There’s a new mega-pipeline in town. Here’s why it has so many protesters in the trenches.

By on Aug 24, 2016Share

Update: Judge James E. Boasberg of the United States District Court for the District of Columbia announced on Wednesday afternoon that he would postpone his decision on the Dakota Access Pipeline until September 9, to allow time for further consideration. 

By the end of the year, there will be a new 1,172-mile oil pipeline snaking its way across the Midwest. That is, unless a Native American tribe wins its case that the Army Corps of Engineers failed its due diligence to consider violations to laws like the Clean Water Act and the National Historic Preservation Act.

On Wednesday, August 24, it will be up to a federal court in Washington, D.C. to effectively determine the pipeline’s fate.

Whether you’ve been following closely or this is your first time hearing about one of the biggest battles since Keystone XL, here’s what you need to know:

What is the fuss in court over?

The Dakota Access pipeline (DAPL) would carry 570,000 barrels of oil per day from the Bakken region of northwest North Dakota to a refinery in Illinois. There, the oil would be refined and sent to markets along the East Coast and down to the Gulf of Mexico.

The Army Corps of Engineers gave DAPL permission to build in late July, despite pending lawsuits and active local resistance. One of those lawsuits, filed in federal court by the Standing Rock Sioux tribes against the Army Corps of Engineers, is the one being heard in federal court in Washington, D.C. on Wednesday.

The suit claims the pipeline will cause “irreparable” damage to sacred lands at the confluence of the Cannonball and Missouri Rivers. “Industrial development of that site for the crude oil pipeline has a high potential to destroy sites eligible for listing in the National Register,” according to the lawsuit. It further alleges that Dakota Access LLC failed its responsibility to adequately consult with tribes before construction, in violation of the National Historic Preservation Act. The Missouri River (Standing Rock’s only water source) and “water” itself is of vital cultural importance, the suit adds.

If the court rules in the tribe’s favor, stop-work orders will be issued on construction all along the route.

Who is unhappy?

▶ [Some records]
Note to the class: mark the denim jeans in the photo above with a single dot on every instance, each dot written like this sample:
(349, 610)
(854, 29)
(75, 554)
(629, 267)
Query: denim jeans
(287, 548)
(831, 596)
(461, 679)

▶ [GIVEN TASK]
Pick up the article about the Dakota Access pipeline protests from the point where it stops, and carry it on in the same style.

▶ [OUTPUT FOR THIS EXERCISE]
DAPL’s route crosses agricultural land, protected wildlife habitats, and three major rivers: the Missouri, the Mississippi, and the Big Sioux.

This has a lot of different interests on edge and in the trenches.

Faced with eminent domain, property owners in Iowa are fighting their own legal battle. Nine landowners requested an emergency stop to pipeline construction on the grounds that the Iowa Utilities Board, which granted Dakota Access its construction permits, had done so outside of its jurisdiction. (The board’s application of eminent domain, they argued, would only be legal if Dakota Access were a public utility.)

That legal battle isn’t going so well: On Monday, a district court denied the emergency stop, reports the Des Moines Register.

The pipeline is also bad news for the Standing Rock Lakota, Dakota, and Nakota Nations, for whom Missouri River is a sole source of water on the prairie and who worry that construction will disrupt certain historical sites.

What are the stakes for the environment?

Pipelines, as we know, spill. One of DAPL’s stakeholders, Enbridge Energy, was responsible for one of the worst, preventable oil spills on land in recent memory: more than 1 million gallons in the Kalamazoo River in Michigan.

For climate change activists like Bill McKibben, stopping DAPL construction is another major battle in their campaign to keep fossil fuels in the ground. DAPL, as Mother Jones notes, is just seven miles shorter than the defeated Keystone XL pipeline.

What are protesters doing about it?

An hour south of Bismarck, protesters have gathered since April near Cannon Ball, N.D., where Dakota Access plans to lay pipe under the Missouri River. In recent weeks, the ranks of protests swelled from several dozen to more than 800.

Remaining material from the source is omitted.